**Instructions for the task:**
Would it be possible to quote, exactly and in full, the lines from the one with "Kindly mark the innermost point of each instance of the orange" through the end of the entries below?
BEGIN
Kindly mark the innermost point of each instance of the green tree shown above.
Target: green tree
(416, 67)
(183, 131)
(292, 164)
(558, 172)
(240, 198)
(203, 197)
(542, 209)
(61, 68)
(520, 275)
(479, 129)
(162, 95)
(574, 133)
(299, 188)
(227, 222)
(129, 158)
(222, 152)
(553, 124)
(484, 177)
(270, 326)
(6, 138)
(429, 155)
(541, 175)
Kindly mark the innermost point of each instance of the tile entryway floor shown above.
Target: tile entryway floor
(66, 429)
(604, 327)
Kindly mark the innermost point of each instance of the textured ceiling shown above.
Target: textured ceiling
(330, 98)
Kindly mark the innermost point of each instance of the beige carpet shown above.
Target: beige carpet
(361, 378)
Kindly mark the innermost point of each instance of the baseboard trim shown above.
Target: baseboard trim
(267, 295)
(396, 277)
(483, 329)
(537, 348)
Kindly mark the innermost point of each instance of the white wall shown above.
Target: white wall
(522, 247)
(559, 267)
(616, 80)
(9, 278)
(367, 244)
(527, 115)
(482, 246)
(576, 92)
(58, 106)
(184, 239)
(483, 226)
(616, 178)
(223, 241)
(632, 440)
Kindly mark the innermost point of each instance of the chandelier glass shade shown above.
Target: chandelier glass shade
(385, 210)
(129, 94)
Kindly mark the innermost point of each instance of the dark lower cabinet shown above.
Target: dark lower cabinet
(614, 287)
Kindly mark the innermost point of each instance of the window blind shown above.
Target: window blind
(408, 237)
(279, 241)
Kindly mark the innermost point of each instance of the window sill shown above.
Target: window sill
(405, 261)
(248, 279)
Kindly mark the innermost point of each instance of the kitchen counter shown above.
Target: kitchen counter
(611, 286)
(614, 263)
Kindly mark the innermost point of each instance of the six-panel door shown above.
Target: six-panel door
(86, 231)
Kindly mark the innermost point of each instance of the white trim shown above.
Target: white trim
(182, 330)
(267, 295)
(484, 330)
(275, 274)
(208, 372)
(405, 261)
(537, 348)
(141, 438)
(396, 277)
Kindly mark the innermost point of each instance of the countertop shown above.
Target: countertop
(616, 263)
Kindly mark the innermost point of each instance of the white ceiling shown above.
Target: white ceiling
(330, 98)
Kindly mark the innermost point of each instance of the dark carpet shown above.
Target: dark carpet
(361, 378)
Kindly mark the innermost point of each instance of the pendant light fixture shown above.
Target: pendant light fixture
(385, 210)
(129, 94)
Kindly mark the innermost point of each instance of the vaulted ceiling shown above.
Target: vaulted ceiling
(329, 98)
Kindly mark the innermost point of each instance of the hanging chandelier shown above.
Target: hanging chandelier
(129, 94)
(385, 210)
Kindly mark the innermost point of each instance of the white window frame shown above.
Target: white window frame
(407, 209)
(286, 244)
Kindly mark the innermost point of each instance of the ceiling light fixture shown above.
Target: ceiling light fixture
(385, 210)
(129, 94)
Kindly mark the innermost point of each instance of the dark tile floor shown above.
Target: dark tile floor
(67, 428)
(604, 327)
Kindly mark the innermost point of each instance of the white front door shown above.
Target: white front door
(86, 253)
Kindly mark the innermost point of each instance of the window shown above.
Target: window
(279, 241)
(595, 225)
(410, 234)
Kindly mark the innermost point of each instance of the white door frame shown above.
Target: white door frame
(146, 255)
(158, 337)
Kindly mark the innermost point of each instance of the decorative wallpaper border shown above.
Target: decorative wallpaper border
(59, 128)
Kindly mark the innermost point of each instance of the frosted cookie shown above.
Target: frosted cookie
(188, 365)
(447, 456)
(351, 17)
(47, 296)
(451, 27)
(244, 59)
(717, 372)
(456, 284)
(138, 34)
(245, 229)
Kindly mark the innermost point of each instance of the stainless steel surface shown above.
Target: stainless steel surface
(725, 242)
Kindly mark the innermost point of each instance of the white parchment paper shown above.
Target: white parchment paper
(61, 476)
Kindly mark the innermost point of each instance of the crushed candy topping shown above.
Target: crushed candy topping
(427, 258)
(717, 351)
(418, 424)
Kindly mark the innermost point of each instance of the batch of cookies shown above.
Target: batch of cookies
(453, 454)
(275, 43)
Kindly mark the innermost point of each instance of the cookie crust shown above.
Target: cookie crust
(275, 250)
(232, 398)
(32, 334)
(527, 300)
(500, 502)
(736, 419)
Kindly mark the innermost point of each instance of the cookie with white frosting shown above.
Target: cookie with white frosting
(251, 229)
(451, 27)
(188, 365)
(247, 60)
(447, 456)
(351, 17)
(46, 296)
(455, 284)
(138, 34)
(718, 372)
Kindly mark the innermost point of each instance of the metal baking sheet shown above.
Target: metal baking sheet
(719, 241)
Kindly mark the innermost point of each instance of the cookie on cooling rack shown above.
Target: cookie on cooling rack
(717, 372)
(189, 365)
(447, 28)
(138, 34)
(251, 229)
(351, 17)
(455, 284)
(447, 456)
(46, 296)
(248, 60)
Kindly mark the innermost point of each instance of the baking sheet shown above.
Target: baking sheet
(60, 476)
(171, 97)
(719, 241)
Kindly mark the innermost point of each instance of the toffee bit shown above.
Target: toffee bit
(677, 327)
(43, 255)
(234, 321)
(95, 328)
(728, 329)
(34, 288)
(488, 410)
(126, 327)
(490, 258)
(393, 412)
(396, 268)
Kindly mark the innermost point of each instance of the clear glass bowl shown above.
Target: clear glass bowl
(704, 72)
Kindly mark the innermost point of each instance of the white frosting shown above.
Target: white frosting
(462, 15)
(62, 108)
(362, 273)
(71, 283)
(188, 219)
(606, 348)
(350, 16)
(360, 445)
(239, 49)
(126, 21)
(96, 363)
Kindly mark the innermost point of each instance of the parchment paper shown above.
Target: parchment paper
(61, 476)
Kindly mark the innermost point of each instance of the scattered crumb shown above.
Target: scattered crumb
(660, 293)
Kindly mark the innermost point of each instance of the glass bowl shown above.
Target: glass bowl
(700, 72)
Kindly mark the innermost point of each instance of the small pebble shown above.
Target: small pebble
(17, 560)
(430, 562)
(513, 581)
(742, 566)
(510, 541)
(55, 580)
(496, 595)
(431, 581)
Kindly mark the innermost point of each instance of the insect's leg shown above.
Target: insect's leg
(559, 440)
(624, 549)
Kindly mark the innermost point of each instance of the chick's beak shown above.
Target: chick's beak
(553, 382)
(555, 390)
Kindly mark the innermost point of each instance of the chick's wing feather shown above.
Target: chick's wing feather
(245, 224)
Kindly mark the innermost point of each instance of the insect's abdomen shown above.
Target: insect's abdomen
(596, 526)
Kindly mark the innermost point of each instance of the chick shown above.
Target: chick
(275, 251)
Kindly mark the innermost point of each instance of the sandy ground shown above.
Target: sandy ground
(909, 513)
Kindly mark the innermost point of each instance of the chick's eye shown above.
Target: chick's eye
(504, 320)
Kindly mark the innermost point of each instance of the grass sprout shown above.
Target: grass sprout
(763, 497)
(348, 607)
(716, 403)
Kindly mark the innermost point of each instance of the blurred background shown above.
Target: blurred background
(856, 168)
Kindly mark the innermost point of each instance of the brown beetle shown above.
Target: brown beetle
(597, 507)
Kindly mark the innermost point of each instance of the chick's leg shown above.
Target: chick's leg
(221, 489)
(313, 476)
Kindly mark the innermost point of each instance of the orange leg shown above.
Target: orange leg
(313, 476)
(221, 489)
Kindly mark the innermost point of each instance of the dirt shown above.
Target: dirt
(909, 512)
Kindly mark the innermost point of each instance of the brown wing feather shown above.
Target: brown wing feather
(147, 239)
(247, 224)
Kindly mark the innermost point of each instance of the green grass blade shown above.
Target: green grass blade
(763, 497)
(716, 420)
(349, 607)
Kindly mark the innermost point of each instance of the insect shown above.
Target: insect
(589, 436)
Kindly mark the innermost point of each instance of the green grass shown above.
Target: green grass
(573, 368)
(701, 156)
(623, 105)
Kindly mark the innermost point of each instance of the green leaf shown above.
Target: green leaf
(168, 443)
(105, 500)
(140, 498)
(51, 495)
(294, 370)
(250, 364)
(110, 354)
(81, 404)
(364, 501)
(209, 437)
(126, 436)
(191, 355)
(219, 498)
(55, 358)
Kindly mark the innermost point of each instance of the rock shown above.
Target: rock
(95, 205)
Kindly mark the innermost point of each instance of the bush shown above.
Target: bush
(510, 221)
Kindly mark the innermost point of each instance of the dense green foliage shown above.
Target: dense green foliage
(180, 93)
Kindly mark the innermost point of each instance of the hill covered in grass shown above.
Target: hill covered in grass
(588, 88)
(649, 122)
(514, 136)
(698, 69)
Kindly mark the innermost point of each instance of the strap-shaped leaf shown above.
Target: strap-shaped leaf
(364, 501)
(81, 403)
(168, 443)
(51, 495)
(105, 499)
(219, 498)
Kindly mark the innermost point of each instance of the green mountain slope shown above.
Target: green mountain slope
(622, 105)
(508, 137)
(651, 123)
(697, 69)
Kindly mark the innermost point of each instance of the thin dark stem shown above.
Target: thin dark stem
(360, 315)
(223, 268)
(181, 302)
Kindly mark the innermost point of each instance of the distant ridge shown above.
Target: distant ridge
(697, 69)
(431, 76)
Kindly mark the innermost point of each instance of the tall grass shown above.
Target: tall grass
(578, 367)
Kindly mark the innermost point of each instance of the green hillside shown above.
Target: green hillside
END
**Result of this task:**
Kindly mark the innermost point of each instance of the orange leg shown above.
Target: orange leg
(313, 476)
(221, 489)
Kindly mark the innermost point of each instance of the dirt shown above.
Target: dirt
(909, 512)
Kindly mark the innermost point of each instance of the brown wing feather shown above.
Target: brown wing feather
(147, 239)
(247, 224)
Kindly mark the innermost point of each instance of the green grass blade shown above.
Target: green grass blade
(763, 497)
(716, 420)
(349, 607)
Kindly mark the innermost point of each instance of the insect shown above.
Target: insect
(589, 436)
Kindly mark the innermost point of each instance of the green grass shown above.
Target: green grass
(573, 368)
(701, 156)
(623, 105)
Kindly mark the innermost point of each instance of the green leaf shown above.
Target: green leaf
(168, 443)
(105, 500)
(140, 498)
(51, 495)
(294, 370)
(250, 364)
(110, 354)
(81, 404)
(364, 501)
(209, 437)
(126, 436)
(191, 355)
(219, 498)
(55, 358)
Kindly mark the innermost point of each instance of the rock shown above.
Target: rock
(95, 205)
Kindly mark the innermost point of each instance of the bush shown above.
Target: bush
(510, 221)
Kindly mark the innermost point of each instance of the dense green foliage shown above.
Target: dense green foliage
(180, 93)
Kindly mark the innermost point of each instance of the hill covered in grass shown above.
Target: hill covered in grass
(588, 88)
(649, 122)
(514, 136)
(698, 69)
Kindly mark the innermost point of each instance of the strap-shaped leaf shown above.
Target: strap-shaped leaf
(364, 501)
(81, 403)
(168, 443)
(51, 495)
(105, 499)
(219, 498)
Kindly mark the innermost point of each instance of the green mountain slope shown above.
Target: green mountain slope
(622, 105)
(508, 137)
(651, 123)
(697, 69)
Kindly mark the innermost point of each instance of the thin dark stem shown above.
Target: thin dark stem
(360, 315)
(223, 268)
(181, 302)
Kindly mark the innermost point of each instance of the distant ridge shown above.
Target: distant ridge
(697, 69)
(431, 76)
Kindly mark the innermost point of each instance of the tall grass shown above.
Target: tall grass
(578, 367)
Kindly mark the innermost point of each instance of the green hillside shown above.
Target: green hillside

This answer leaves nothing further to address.